▶ _Passage to read_

Into the Grimness: Shadows Linger by Glen Cook
Let me start off with a warning: there will be spoilers galore in this and all future Black Company posts. There’s just no way to avoid them at this point. So if you haven’t read the books, do us all a favor and read them.
Shadows Linger (1984) amps up the proto-grimness of Cook’s seminal epic fantasy series, at the same time taking much of the focus away from the titular Black Company and the previous book’s narrator, Croaker. It’s a surprising approach when so much of the initial book’s story was about the company itself as an almost living thing, complete with its own complicated history and traditions. It works though, due to Cook’s jaundiced view of human nature, and skill at crafting a harsh, noir atmosphere and setting.
At the end of The Black Company, ex-nobleman and all-around badass Raven realized that Darling, the nine year-old girl the Company rescued, was the White Rose. It was prophesied that the White Rose, who in centuries past had defeated and imprisoned the Dominator and the Lady, would be reincarnated when the need for her again arose. Now is that time.

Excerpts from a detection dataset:

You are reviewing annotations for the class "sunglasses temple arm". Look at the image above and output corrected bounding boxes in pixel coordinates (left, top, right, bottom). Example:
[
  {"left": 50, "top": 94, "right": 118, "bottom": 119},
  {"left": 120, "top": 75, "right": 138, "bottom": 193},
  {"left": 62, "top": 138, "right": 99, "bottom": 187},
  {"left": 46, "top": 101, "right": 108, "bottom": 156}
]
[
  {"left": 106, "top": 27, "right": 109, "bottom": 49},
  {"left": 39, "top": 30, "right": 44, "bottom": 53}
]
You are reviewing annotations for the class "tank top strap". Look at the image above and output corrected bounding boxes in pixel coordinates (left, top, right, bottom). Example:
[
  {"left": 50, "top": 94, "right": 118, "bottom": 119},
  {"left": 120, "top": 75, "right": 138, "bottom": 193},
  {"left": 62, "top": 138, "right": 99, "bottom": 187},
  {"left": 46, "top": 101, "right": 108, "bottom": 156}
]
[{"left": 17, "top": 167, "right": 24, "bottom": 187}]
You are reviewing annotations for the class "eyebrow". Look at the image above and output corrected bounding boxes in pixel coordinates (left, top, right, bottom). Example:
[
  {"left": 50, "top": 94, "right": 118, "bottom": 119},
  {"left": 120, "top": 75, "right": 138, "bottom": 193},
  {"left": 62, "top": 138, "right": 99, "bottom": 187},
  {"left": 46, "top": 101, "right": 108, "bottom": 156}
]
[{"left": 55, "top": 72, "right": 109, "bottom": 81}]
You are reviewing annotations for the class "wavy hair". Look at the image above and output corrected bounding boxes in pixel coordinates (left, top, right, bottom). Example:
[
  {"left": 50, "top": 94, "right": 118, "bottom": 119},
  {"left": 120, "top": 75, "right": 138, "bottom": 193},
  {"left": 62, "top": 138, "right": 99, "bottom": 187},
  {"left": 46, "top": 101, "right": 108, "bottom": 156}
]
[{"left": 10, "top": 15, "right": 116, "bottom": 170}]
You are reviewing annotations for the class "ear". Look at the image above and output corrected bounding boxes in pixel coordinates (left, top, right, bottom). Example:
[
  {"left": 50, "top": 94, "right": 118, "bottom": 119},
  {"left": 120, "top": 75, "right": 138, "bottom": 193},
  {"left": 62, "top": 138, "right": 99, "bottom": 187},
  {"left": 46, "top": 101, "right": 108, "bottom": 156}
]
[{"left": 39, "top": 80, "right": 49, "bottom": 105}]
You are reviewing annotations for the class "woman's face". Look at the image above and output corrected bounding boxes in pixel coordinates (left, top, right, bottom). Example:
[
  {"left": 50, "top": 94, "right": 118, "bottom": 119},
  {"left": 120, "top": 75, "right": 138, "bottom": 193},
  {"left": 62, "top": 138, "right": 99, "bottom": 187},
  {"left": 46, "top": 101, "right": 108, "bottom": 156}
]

▶ _Task list_
1. Answer these questions using the review of Shadows Linger.
(a) In what year was Shadows Linger published?
(b) Who narrated the book before Shadows Linger?
(c) How old is Darling?
2. Reproduce a section of the Shadows Linger review word for word. Begin at the words "Into the Grimness: Shadows" and stop after "and read them.".
3. Decide whether each statement agrees with the review of Shadows Linger. Answer yes or no, and quote the words from the review that settle it.
(a) The review warns readers that it contains spoilers.
(b) Shadows Linger keeps its focus mainly on the Black Company.
(c) At the end of The Black Company, Raven realized that Darling was the White Rose.

▶ _Answers to the tasks_
1.
(a) 1984
(b) Croaker
(c) Nine years old

2.
Into the Grimness: Shadows Linger by Glen Cook
Let me start off with a warning: there will be spoilers galore in this and all future Black Company posts. There’s just no way to avoid them at this point. So if you haven’t read the books, do us all a favor and read them.

3.
(a) Yes: "there will be spoilers galore in this and all future Black Company posts"
(b) No: "taking much of the focus away from the titular Black Company"
(c) Yes: "Raven realized that Darling, the nine year-old girl the Company rescued, was the White Rose"